▶ Task details:
Below are the entries; output exactly the lines from the one containing "TARGET: the leafy foliage" through the final line, inclusive.

(Lines of data)
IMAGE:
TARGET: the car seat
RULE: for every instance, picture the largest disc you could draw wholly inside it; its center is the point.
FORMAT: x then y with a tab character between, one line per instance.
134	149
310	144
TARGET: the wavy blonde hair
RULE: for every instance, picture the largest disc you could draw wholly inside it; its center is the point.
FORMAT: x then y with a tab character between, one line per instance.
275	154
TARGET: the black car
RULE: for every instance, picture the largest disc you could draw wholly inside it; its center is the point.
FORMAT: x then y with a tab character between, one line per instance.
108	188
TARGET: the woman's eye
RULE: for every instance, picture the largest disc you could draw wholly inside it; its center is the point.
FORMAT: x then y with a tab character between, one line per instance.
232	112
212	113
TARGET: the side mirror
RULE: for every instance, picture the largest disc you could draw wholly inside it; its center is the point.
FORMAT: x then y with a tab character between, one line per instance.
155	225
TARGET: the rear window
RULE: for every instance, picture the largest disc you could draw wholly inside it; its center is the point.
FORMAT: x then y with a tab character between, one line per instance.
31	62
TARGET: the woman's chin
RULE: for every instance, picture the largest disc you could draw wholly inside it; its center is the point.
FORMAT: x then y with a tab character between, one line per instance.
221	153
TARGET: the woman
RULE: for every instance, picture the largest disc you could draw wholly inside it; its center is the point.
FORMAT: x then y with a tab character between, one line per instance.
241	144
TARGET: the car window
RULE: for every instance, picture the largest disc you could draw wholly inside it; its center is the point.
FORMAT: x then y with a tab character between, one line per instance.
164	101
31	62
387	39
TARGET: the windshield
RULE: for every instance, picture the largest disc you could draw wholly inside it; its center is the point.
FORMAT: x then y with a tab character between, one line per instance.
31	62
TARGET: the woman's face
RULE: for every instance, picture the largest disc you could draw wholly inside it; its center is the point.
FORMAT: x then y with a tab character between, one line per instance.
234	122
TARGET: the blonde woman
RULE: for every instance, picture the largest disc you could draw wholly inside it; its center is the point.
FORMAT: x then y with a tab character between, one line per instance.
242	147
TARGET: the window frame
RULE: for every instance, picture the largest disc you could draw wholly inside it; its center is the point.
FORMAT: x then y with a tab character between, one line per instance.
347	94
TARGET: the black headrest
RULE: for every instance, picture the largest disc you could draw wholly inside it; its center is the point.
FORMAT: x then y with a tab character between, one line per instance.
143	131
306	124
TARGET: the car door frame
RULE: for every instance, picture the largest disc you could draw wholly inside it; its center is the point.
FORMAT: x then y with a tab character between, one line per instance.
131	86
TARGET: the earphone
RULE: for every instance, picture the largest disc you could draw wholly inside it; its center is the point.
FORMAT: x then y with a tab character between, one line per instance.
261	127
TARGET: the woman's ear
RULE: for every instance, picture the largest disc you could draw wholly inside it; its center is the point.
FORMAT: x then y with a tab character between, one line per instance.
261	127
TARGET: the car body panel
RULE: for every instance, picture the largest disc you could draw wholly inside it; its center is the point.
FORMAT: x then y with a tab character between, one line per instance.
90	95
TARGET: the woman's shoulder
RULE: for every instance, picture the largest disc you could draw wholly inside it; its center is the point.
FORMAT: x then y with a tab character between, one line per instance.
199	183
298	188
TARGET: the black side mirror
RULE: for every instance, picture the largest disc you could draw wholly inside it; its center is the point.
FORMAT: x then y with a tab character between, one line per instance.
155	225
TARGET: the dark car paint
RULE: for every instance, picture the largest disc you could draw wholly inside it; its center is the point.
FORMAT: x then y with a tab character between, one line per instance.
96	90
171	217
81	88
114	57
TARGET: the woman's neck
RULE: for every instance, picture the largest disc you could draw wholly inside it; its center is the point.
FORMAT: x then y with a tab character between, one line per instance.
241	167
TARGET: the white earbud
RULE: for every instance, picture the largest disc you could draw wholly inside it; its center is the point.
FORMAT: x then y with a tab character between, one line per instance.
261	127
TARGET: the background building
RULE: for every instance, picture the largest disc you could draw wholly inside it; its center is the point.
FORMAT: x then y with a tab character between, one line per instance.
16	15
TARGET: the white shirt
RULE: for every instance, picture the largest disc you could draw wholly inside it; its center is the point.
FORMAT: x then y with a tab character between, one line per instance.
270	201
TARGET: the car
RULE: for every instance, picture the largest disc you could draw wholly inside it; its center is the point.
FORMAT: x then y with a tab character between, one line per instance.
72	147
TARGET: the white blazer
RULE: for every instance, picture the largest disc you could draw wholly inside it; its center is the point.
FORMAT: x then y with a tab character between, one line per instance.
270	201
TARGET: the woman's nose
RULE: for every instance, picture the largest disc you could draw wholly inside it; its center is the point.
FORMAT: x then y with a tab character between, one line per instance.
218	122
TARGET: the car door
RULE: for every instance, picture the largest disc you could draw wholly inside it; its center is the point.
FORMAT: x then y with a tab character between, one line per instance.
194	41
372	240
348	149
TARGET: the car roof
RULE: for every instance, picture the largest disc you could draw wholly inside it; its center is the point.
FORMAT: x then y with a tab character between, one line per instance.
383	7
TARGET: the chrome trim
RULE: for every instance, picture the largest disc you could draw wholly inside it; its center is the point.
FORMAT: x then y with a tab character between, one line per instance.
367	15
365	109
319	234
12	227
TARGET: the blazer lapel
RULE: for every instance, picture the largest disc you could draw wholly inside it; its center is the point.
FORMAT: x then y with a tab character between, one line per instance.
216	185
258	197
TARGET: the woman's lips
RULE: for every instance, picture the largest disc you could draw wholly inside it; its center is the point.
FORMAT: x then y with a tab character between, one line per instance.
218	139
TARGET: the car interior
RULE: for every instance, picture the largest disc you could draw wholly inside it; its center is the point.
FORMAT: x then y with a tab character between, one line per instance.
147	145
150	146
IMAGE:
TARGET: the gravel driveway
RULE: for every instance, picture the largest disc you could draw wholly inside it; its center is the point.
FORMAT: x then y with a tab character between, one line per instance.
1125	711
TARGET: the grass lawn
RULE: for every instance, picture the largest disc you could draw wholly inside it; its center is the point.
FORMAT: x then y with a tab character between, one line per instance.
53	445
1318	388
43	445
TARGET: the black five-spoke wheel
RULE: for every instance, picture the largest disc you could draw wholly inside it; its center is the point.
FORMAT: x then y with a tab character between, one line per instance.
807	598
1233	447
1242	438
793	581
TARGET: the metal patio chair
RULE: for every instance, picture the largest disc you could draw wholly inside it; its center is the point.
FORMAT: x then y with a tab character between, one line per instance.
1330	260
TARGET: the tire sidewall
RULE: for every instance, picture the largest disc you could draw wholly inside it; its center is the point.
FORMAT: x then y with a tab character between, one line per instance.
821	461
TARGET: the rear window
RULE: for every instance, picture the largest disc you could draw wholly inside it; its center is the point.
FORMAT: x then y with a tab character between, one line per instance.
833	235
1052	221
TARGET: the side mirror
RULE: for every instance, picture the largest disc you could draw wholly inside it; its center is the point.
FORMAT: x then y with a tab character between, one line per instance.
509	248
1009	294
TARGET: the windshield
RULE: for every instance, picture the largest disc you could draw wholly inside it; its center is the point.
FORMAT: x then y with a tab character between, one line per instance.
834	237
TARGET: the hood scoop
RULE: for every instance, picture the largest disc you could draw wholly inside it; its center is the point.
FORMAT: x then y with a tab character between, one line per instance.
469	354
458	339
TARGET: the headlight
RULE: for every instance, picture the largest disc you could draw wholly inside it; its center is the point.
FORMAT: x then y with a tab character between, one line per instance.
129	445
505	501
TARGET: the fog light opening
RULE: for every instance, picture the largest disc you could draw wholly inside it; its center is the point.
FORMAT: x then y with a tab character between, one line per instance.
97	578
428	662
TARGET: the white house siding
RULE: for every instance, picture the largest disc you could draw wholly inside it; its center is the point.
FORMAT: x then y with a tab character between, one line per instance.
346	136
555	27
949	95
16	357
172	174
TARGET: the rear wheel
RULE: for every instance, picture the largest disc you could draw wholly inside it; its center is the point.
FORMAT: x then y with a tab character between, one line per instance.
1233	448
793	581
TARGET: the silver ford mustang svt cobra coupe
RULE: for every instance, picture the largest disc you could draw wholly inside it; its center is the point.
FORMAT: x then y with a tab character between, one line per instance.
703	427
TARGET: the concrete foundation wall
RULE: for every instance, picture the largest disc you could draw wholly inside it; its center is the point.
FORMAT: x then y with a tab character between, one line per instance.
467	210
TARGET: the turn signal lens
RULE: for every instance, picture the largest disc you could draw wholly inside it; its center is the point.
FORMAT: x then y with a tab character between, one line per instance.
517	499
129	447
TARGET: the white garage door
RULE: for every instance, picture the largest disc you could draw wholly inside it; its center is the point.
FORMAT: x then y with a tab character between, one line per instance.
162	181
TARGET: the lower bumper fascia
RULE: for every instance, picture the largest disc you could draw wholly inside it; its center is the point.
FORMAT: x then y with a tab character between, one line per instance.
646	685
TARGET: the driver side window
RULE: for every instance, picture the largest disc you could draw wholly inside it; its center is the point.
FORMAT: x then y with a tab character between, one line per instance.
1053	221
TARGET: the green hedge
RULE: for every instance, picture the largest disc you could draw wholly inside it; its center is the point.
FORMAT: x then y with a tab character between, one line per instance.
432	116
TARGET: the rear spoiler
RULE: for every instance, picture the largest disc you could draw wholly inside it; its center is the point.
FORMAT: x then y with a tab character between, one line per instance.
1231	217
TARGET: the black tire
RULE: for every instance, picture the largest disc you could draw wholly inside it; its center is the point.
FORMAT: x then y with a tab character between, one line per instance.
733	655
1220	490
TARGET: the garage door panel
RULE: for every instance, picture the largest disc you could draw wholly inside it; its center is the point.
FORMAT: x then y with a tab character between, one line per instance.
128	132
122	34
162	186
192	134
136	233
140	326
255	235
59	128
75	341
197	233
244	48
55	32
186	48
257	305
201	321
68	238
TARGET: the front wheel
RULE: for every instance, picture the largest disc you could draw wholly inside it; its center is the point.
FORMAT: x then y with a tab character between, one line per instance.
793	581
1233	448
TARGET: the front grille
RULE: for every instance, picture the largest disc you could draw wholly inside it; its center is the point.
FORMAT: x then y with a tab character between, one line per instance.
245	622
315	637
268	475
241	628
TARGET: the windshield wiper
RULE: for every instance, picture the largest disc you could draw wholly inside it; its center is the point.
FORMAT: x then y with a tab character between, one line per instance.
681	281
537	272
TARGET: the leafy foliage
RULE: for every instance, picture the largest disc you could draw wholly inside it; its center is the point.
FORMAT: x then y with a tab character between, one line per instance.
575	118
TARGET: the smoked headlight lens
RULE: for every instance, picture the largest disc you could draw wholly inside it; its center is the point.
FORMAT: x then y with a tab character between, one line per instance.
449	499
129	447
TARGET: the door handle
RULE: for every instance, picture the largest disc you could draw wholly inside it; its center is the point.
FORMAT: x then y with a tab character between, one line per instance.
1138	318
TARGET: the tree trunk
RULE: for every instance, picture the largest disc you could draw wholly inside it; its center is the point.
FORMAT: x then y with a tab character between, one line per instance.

▶ Result for this exercise:
TARGET: the leafy foliage
RULE: for every instance, picture the largest disc you could draw wholly inside it; its center is the point.
FORMAT: x then y with a tab character between, one line per instance.
575	118
TARGET: the smoked headlight lens
RULE: for every instance, picture the largest disc you could draw wholly inside it; its center is the point.
FORMAT: x then y with a tab character between, one line per instance.
449	499
129	447
TARGET: the door handle
RULE: for every instance, picture the largest disc you could draw wholly inside it; its center is the point.
FORMAT: x then y with a tab character between, one line per instance.
1138	318
TARGET: the tree trunk
RULE: for every instance, picture the largest disc you could draw wholly inside it; its center is the point.
FORMAT: x then y with a tab character between, one line per instance.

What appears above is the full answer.